**WHAT TO WORK ON:**
Report how many lines in the records below hold the word "every". Add nothing to the number.

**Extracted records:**
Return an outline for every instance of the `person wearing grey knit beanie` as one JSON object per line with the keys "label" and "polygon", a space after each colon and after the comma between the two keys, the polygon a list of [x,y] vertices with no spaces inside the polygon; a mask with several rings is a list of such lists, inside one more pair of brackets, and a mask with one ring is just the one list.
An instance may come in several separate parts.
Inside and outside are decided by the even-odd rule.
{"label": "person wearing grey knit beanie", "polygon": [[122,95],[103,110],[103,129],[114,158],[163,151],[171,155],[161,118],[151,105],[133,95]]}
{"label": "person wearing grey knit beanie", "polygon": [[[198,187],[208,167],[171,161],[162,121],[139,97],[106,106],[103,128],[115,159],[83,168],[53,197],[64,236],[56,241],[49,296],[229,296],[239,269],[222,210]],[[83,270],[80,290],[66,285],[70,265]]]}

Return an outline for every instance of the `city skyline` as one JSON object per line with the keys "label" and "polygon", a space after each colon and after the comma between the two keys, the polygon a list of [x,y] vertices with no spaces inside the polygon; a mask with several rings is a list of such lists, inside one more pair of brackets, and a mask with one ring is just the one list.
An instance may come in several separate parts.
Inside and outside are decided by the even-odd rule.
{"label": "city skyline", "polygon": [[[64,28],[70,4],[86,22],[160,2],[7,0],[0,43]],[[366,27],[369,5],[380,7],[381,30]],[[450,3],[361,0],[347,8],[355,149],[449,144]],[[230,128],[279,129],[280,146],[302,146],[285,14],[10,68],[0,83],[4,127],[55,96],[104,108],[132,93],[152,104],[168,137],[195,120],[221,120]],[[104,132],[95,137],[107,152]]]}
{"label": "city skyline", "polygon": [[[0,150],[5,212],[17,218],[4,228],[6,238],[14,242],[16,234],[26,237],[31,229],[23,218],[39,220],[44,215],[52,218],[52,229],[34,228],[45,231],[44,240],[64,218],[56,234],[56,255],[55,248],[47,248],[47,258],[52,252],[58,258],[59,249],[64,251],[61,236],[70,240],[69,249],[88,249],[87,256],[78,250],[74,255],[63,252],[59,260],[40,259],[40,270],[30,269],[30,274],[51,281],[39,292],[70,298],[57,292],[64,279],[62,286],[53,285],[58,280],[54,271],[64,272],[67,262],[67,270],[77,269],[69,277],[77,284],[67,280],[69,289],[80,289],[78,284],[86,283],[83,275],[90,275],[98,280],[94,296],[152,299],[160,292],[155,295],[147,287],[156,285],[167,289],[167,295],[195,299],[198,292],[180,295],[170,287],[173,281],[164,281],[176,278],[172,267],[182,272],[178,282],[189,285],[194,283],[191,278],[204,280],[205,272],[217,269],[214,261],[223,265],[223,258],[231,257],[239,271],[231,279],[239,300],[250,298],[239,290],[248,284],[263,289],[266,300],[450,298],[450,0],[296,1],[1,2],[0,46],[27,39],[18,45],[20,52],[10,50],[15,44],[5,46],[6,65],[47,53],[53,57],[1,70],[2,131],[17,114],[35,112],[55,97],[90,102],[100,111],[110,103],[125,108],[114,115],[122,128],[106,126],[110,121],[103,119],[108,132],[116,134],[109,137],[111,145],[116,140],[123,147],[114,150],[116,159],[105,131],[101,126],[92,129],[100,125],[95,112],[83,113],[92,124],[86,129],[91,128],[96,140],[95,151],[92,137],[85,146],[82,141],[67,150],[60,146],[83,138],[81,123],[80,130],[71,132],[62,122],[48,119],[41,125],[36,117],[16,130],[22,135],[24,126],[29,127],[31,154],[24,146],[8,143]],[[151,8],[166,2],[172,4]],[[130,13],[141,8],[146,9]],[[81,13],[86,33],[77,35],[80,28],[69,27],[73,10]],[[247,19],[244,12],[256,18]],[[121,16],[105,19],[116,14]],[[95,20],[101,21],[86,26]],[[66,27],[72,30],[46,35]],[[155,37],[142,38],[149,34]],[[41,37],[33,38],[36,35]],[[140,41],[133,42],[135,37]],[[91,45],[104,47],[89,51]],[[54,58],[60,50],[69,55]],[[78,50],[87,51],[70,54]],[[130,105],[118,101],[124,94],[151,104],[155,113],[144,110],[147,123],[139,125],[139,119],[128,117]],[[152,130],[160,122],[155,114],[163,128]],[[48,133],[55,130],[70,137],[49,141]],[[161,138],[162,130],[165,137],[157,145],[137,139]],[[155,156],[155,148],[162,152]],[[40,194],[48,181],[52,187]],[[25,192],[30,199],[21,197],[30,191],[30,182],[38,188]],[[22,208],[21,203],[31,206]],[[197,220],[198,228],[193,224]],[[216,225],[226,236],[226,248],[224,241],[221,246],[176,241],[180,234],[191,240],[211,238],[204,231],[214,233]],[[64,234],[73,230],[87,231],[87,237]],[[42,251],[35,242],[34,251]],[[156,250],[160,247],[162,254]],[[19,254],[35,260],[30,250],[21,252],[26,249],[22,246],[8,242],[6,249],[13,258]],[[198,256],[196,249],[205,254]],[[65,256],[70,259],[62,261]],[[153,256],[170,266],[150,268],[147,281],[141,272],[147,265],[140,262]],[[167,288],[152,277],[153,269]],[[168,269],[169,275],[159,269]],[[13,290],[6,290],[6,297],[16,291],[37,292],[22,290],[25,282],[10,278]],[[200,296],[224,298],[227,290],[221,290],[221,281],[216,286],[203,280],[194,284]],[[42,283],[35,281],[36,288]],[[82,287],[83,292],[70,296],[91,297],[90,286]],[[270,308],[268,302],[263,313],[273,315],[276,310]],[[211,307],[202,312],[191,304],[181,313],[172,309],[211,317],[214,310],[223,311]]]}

**RESPONSE TO THE EXERCISE:**
2